## Exercise
Rewrite every line of the data below as a numbered list, skipping blank lines. Leave the pictures out of your answer.

## Task data

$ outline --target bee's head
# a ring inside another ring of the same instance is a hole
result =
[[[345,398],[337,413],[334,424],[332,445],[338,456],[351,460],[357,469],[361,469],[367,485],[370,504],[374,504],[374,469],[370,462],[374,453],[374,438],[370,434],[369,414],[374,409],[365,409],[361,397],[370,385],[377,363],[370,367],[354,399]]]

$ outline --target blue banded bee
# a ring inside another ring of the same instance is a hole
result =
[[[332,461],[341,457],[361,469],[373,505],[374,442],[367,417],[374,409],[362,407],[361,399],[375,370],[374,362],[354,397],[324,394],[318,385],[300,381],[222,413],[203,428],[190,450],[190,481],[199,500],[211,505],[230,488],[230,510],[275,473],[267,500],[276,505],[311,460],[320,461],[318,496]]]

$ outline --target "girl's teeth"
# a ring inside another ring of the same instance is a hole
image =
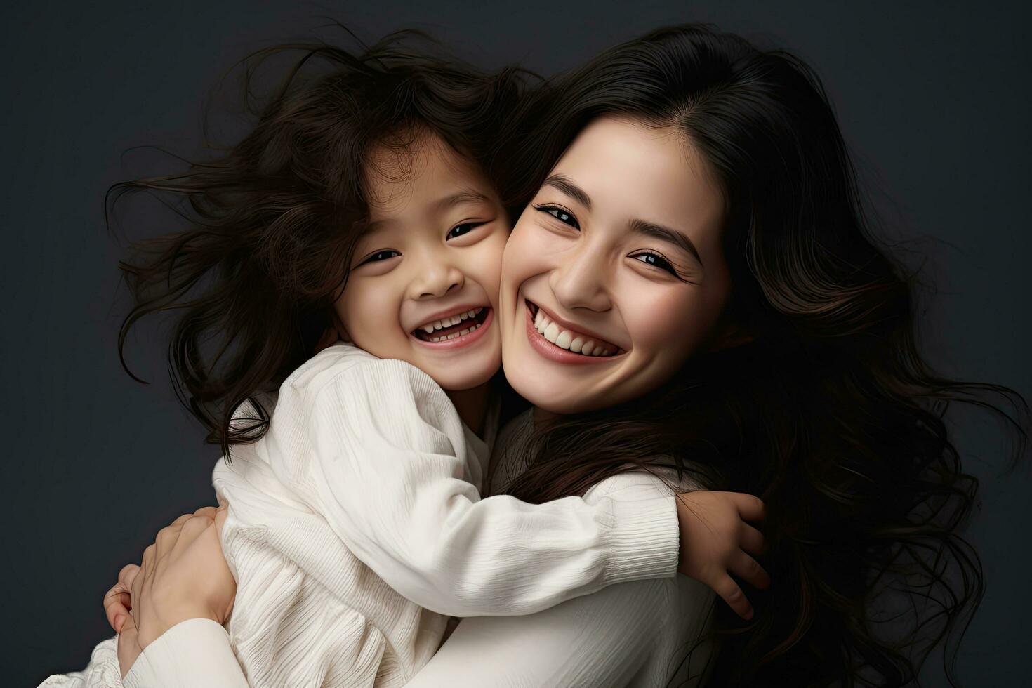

## The response
1. $ outline --target bee's head
2. # a ring inside another ring of the same instance is a hole
3. result =
4. [[[345,398],[337,413],[334,424],[332,445],[338,456],[351,460],[357,469],[361,469],[367,485],[370,504],[374,504],[374,469],[370,462],[374,453],[374,438],[370,434],[369,414],[374,409],[365,409],[361,397],[370,385],[377,363],[370,367],[354,399]]]
5. $ outline --target blue banded bee
6. # a ring inside another ring of the same instance is a hole
7. result =
8. [[[332,461],[341,457],[361,469],[373,505],[374,442],[367,417],[374,409],[362,407],[361,399],[375,370],[374,362],[354,397],[324,394],[318,385],[300,381],[222,413],[203,428],[190,450],[190,481],[199,500],[211,505],[230,488],[230,510],[275,473],[267,500],[276,505],[311,460],[320,461],[318,496]]]
9. $ outline --target "girl's teeth"
10. # a ring inside another ring of the same instance is a hole
11. image =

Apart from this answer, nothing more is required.